> [Exercise goal]: Provide the records once more, identical to the original.

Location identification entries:

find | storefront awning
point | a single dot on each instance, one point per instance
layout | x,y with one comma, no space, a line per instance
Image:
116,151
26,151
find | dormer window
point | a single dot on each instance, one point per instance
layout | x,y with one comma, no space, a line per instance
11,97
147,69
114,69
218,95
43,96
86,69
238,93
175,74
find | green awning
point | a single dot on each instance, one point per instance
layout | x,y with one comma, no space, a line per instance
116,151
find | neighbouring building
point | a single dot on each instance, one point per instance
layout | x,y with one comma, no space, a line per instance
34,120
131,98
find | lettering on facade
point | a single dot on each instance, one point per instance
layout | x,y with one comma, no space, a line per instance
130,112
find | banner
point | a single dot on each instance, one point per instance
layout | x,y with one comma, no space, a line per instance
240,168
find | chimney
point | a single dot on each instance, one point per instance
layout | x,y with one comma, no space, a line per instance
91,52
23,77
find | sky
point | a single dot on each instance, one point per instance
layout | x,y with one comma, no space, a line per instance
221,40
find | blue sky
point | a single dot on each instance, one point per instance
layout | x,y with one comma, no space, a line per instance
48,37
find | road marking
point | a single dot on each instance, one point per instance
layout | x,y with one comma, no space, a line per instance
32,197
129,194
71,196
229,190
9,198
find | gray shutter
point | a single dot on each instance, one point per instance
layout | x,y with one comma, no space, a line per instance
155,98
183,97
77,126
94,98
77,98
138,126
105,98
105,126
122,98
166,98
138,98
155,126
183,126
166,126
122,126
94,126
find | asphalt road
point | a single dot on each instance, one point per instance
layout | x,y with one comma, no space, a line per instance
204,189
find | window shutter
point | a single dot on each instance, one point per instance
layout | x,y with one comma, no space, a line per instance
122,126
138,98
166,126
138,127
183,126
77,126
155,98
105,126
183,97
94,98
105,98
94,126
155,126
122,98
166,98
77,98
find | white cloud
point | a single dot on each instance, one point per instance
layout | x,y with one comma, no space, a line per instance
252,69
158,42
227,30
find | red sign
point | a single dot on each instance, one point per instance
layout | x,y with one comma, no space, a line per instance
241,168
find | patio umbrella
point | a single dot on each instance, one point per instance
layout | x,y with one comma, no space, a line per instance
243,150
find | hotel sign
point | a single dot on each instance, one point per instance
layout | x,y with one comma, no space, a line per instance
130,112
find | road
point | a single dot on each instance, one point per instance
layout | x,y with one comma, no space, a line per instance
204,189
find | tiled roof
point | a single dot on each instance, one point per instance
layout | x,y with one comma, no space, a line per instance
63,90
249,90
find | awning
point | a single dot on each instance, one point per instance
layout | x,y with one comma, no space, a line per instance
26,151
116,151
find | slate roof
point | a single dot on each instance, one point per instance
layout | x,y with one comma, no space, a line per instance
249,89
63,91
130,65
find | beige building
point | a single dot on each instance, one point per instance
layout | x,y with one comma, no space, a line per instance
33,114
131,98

> [Response for this exercise]:
find | storefront awning
point | a single dot on each instance, one point per instance
layout | x,y with one comma, no space, a line per instance
Image:
116,151
26,151
find | dormer window
point | a single dot on each instance, one point per instance
layout | x,y with one comma, no space, a line per instance
11,97
147,69
114,69
218,95
43,96
86,69
238,93
175,74
find | green awning
point | a single dot on each instance, one point per instance
layout | x,y with one comma, no space, a line per instance
116,151
find | neighbouring building
point | a single dot on each instance, one point per instance
layout | x,y with one comma, no space, a line per instance
34,120
131,98
find | lettering on facade
point | a single dot on each instance, one point per instance
layout | x,y with one comma, no space, a line per instance
130,112
find | banner
point | a single dot on each instance, one point per instance
layout | x,y with one comma, no space, a line per instance
240,168
find | chimney
point | a single dot on each instance, one point per instance
layout | x,y with one comma, no space, a line per instance
91,52
23,77
find | sky
point | a single dot on each instance, one point per instance
layout | x,y with one comma, no space, a line per instance
221,40
find | blue sky
point | a single dot on each instance, one point per instance
layout | x,y with one comma, no space, a line per instance
48,37
find | road marking
point | a single dot on each instance, one point per instance
layout | x,y with one comma, no space, a line per instance
32,197
129,194
71,196
229,190
9,198
find | gray shutter
point | a single dot on each instance, one point per instance
layout | x,y with one comma, no space, a line per instance
155,98
183,97
77,126
94,98
77,98
138,126
105,98
105,126
122,98
166,98
138,98
155,126
183,126
166,126
122,126
94,126
find | asphalt road
point | a single dot on each instance, one point per instance
layout | x,y with one comma, no space, a line per instance
204,189
find | window shutter
point | a single dot on each instance, one point per instance
layout | x,y with one comma, no space, a line per instance
122,126
138,98
166,126
138,127
183,126
77,126
155,98
105,126
183,97
94,98
105,98
94,126
155,126
122,98
166,98
77,98
find | white cloud
point | a single dot on each instance, one point per instance
layout | x,y with one comma, no space, a line per instance
252,69
158,42
227,30
find | red sign
point | a single dot on each instance, one point per instance
layout | x,y with one comma, no space, a line per instance
241,168
find | patio umbrella
point | a single dot on each instance, one point per instance
layout | x,y with one comma, no space, a line per instance
243,150
find | hotel sign
point | a single dot on each instance, one point per instance
layout | x,y with one comma, no space, a line per instance
130,112
find | road
point | a single dot on each instance, one point per instance
layout | x,y with one comma, no space, a line per instance
204,189
find | tiled roof
point | a single dot on each instance, one point per instance
layout | x,y with one comma, no space, a line per instance
63,90
249,90
find | awning
point | a single dot on each instance, one point per instance
layout | x,y with one comma, no space, a line per instance
26,151
116,151
find | slate roof
point | a single dot on each instance, one point per instance
layout | x,y with one comma, no space, a line per instance
249,89
63,91
130,65
find | beige building
point | a single dot on each instance, one point per instance
layout | x,y with one comma, no space, a line per instance
33,114
131,98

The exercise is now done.